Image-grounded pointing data
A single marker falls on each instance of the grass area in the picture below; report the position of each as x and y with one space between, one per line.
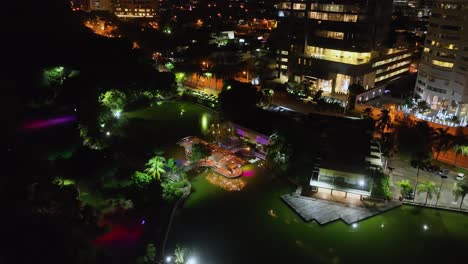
450 166
255 224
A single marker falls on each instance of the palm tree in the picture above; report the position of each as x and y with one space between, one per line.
422 106
180 254
367 112
442 140
460 189
460 146
429 188
460 149
384 121
155 166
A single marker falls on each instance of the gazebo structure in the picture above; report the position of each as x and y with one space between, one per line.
221 160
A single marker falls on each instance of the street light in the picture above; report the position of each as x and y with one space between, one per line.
361 183
192 260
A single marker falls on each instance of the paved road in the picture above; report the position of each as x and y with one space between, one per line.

BRIEF:
An exact copy of each entry is required, minus the pictures.

RESULT OF THE EXERCISE:
A single marker falls on each instance of the grass area in the picture below; report the position of each as x and y with one space between, one per line.
450 166
255 224
A single marker falls on each instance of the palm tree in the picture above; report the position of each as x and y with one space between, one per line.
422 106
180 254
367 112
442 140
460 189
460 146
429 188
460 149
384 121
155 166
A single marker falls on each instance of the gazebo structure in the picture above; report the position of each as x and y with one space between, one per line.
221 160
A single marker falls on each instance of the street light in the picture above; report the position of each as x and y with one space between, one per line.
361 183
192 260
A single marker falls on each instance of the paved road in the picture above; report the position of each as x and y with one space between, one per line.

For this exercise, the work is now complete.